Leaving out every picture, quote the data below exactly as it appears.
— Start EXCERPTED DATA —
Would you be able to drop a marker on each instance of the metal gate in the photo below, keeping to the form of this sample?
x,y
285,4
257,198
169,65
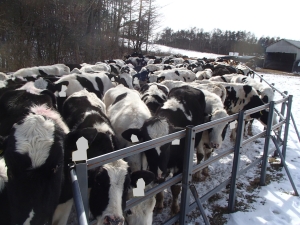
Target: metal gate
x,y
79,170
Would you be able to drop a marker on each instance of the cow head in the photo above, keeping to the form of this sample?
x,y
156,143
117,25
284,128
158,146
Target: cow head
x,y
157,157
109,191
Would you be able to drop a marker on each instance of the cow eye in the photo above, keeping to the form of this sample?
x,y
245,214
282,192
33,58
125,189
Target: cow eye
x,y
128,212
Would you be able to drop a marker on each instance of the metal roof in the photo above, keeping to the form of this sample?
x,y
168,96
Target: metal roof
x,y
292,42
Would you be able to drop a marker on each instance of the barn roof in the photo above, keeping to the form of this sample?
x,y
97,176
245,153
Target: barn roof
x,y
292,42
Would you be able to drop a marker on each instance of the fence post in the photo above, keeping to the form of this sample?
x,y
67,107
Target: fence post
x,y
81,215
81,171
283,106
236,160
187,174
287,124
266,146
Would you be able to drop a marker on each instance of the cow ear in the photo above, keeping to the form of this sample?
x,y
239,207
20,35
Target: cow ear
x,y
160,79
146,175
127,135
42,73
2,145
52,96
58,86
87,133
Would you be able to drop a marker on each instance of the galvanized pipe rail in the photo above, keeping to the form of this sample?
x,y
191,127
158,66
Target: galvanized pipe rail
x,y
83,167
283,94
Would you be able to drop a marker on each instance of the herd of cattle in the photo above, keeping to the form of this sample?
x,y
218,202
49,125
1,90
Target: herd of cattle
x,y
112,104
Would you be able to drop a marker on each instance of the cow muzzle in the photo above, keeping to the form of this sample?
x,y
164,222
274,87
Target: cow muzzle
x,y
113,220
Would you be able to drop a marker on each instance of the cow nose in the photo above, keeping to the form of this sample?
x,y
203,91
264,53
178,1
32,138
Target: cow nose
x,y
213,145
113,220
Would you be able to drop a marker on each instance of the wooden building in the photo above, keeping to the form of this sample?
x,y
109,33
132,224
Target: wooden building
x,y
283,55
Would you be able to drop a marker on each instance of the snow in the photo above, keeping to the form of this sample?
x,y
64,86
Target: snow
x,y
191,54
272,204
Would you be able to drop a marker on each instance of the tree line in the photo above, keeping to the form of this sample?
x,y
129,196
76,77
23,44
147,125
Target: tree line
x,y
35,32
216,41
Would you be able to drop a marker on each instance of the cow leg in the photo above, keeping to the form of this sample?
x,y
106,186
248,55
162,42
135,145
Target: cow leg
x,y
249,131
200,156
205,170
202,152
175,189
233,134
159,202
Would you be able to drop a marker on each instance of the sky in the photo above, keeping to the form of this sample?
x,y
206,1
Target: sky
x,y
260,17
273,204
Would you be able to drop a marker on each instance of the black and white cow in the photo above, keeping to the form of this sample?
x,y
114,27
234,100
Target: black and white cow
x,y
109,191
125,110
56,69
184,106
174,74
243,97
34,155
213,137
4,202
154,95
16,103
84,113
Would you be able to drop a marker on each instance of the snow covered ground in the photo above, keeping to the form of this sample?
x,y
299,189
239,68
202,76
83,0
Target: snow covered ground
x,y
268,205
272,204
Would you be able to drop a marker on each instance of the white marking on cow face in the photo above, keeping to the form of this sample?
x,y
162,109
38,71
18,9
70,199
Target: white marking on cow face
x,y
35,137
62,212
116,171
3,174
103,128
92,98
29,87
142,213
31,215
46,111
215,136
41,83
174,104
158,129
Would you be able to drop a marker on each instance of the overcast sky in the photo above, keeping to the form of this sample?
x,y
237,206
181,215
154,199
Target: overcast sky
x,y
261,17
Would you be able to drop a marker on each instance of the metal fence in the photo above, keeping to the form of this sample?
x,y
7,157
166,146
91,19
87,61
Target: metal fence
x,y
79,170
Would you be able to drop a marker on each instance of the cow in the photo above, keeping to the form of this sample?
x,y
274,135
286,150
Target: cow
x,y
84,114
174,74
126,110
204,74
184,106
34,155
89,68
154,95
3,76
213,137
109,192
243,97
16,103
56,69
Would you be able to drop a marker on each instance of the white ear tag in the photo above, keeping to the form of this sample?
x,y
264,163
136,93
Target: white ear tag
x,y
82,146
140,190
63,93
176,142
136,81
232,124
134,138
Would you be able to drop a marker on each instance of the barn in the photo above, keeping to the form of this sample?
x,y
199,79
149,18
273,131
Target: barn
— End EXCERPTED DATA —
RIGHT ANSWER:
Would you be able to drop a marker on each instance of the metal gate in the photo below, keeping to the form of this sample?
x,y
285,4
257,198
169,65
Target: metal gate
x,y
79,170
Would you be able to drop a marker on each instance of the cow head in the photo above, keeping to the form of this sample?
x,y
156,143
117,25
284,128
158,146
Target: cow head
x,y
157,157
109,191
Would you be able to drop a marker on each instance of the cow eye in the photo above, keeping to the form of this sample?
x,y
245,214
282,192
33,58
125,189
Target: cow eye
x,y
128,212
Would you be able to drop a marker on each instance of the metal roof in the photo above, keeping to the form of this sample?
x,y
168,96
Target: metal roof
x,y
292,42
Would you be able to drop a marker on each instance of the barn roof in the photo above, keeping to the form of this sample?
x,y
97,176
245,153
Target: barn roof
x,y
292,42
Would you be able to drop a marker on each instance of the fence post in the photo above, keeping to the form of this sample?
x,y
67,107
Target: fence post
x,y
81,215
81,171
283,106
236,160
187,174
287,124
266,146
Would you be able to drop a marker on each instance of the cow ear in the photo above, keeping to the form of this sample?
x,y
239,207
20,35
Target: cow ear
x,y
160,79
146,175
127,135
42,73
2,145
52,96
58,86
87,133
Would you be able to drop a marker on each instance of the galvanized pipe rail in the photo above, keeping to the form of this sample?
x,y
191,127
158,66
Target: galvanized pipe rail
x,y
83,167
283,94
Would you be able to drop a marker on each instance of the herd of cattle in the photo above, keeping to the form of this sample?
x,y
218,202
49,125
1,90
Target: herd of cattle
x,y
112,104
Would you be able to drop a marker on each instance of the cow muzzle in the photo above, keeping to the form of this sample?
x,y
164,222
274,87
Target: cow muzzle
x,y
113,220
Would you be able to drop a marker on each instance of the cow nose in the photo above, keeping to the form of this sample?
x,y
203,91
264,53
178,1
32,138
Target: cow nose
x,y
213,145
113,220
Would you be able to drop a marker on each instance of the wooden building in the photo above, keeping to the form of this sample?
x,y
109,33
132,224
Target: wooden building
x,y
283,55
Would you be able to drop a marker on each instance of the snow in the photo above, keeping to the form of this sample?
x,y
64,86
Target: snow
x,y
191,54
272,204
Would you be able to drop a marker on each instance of the tree line in the photo above, keeping to the form of this sample?
x,y
129,196
76,77
23,44
147,125
Target: tree line
x,y
35,32
216,41
Would you be able to drop a marker on each instance of the cow leg in the photo above, keeping to the form of this sample?
x,y
106,186
248,55
162,42
135,145
Target: cow leg
x,y
249,131
200,156
205,170
202,152
175,189
233,134
159,202
Would you be able to drop a marker on each instance of the sky in the photo above, keeping to the form of this sample?
x,y
206,1
Target: sky
x,y
260,17
273,204
Would you be able to drop a marker on each instance of the black and white cow in the photo above, keeping to the form of this sample?
x,y
114,27
234,100
Target: black and white cow
x,y
109,191
125,110
56,69
184,106
174,74
243,97
34,155
213,137
4,202
154,95
16,103
84,113
Would you be able to drop a marker on each instance of the snow covered ground in the photo above, keeping to the form of this sample?
x,y
299,189
239,68
202,76
83,0
Target: snow covered ground
x,y
268,205
272,204
Would you be able to drop a marker on each instance of the white marking on cow face in the photo above, keeping to the form of this sample?
x,y
162,109
38,71
18,9
70,199
Target: white marking on cow face
x,y
35,137
62,212
116,171
3,174
103,128
92,98
29,87
142,213
31,215
46,111
215,136
41,83
174,104
158,129
Would you be able to drop a marker on each instance of the overcast sky in the photo above, keeping to the form of this sample?
x,y
237,206
181,215
154,199
Target: overcast sky
x,y
261,17
Would you be able to drop a marker on each instance of the metal fence in the photo above, keeping to the form of this sample?
x,y
7,157
166,146
91,19
87,61
Target: metal fence
x,y
79,170
Would you be able to drop a marker on each instance of the cow in the photo above, keeping to the form of this sample?
x,y
274,135
286,150
Target: cow
x,y
84,114
174,74
126,110
204,74
184,106
34,155
89,68
154,95
3,76
213,137
109,192
243,97
16,103
56,69
Would you be able to drop a marker on each instance of the white ear tag in the photo above, keeping to the form of this sample?
x,y
264,163
136,93
Target: white ear tag
x,y
82,146
140,190
63,93
176,142
136,81
232,124
134,138
Would you be able to drop a marker on each instance of the barn in the photo above, keeping to the form of this sample?
x,y
199,79
149,18
273,131
Target: barn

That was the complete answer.